[Document passage Boundary: Start]

Federal Judge Rules Obamacare Invalid

WASHINGTON — A conservative federal judge in Texas has ruled the Affordable Care Act “invalid” on the eve of the sign-up deadline for next year. But with appeals certain, even the Trump White House said the law will remain in place for now.


In a 55-page opinion, U.S. District Judge Reed O’Connor ruled Friday that last year’s tax cut bill knocked the constitutional foundation from under “Obamacare” by eliminating a penalty for not having coverage. The rest of the law cannot be separated from that provision and is therefore invalid, he wrote.


Supporters of the law immediately said they would appeal. “Today’s misguided ruling will not deter us: our coalition will continue to fight in court for the health and wellbeing of all Americans,” said California Attorney General Xavier Becerra, who is leading a coalition of states defending the ACA.


The White House applauded O’Connor’s ruling, but said the law remains in place while appeals proceed. President Donald Trump tweeted that Congress should pass a new law.


“As I predicted all along, Obamacare has been struck down as an UNCONSTITUTIONAL disaster!” Trump tweeted. “Now Congress must pass a STRONG law that provides GREAT healthcare and protects pre-existing conditions.”

[Document passage Boundary: End]
[Data extract Boundary: Start]

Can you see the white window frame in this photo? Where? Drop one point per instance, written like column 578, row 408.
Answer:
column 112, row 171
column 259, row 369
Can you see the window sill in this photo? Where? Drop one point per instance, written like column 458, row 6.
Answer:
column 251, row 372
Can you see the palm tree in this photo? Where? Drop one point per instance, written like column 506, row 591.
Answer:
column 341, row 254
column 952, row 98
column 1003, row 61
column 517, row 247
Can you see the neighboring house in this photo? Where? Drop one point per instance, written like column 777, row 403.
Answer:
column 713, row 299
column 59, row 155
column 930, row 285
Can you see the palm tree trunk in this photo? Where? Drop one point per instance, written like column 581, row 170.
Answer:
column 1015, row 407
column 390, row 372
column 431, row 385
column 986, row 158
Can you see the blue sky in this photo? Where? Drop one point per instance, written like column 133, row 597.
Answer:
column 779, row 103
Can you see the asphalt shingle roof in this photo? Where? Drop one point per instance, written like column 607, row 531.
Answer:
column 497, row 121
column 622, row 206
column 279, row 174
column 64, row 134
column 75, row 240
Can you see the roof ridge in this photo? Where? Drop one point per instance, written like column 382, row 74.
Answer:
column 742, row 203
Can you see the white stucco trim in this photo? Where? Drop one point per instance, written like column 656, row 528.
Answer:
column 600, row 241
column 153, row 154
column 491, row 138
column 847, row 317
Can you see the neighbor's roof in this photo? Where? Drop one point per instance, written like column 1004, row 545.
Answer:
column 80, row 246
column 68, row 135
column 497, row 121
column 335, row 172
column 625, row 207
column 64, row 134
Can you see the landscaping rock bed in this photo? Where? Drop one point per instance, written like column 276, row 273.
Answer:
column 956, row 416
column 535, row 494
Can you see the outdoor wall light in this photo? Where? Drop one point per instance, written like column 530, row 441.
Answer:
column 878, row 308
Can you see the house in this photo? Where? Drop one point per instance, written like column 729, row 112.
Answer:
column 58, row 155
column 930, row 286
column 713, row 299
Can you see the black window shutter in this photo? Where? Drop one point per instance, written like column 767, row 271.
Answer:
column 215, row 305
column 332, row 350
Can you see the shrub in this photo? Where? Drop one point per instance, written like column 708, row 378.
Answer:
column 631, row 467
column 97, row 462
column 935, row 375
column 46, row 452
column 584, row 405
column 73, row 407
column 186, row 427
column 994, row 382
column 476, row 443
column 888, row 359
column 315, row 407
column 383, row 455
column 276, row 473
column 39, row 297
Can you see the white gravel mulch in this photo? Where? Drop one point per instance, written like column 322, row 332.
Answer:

[Data extract Boundary: End]

■ Exercises ■
(a) Name every person mentioned in the article above about the Texas ruling against the Affordable Care Act.
(b) Continue the article above about the Texas judge's ruling on the Affordable Care Act, picking up after its final sentence.

■ Outputs for the tasks ■
(a) Reed O'Connor, Xavier Becerra, Donald Trump

(b)
However, Congress is unlikely to act while the case remains in the courts. Numerous high-ranking Republican lawmakers have said they did not intend to also strike down popular provisions such as protection for people with pre-existing medical conditions when they repealed the ACA’s fines for people who can afford coverage but remain uninsured.


Still, Democratic Rep. Nancy Pelosi, who is expected to become House speaker in January, vowed to fight what she called an “absurd ruling.” She said the House “will move swiftly to formally intervene in the appeals process to uphold the life-saving protections for people with pre-existing conditions and reject Republicans’ effort to destroy the Affordable Care Act.”


White House press secretary Sarah Huckabee Sanders said: “We expect this ruling will be appealed to the Supreme Court. Pending the appeal process, the law remains in place.”


Legal expert Timothy Jost, a supporter of the health law, said O’Connor’s ruling would have repercussions for nearly all Americans if it stands. If the entire health law is invalidated, popular provisions that benefit Medicare beneficiaries and people with employer coverage would also be scrapped. That could include the section that allows parents to keep young adult children on their coverage until age 26.


About 20 million people have gained health insurance coverage since the ACA passed in 2010 without a single Republican vote. Currently, about 10 million have subsidized private insurance through the health law’s insurance markets, while an estimated 12 million low-income people are covered through its Medicaid expansion.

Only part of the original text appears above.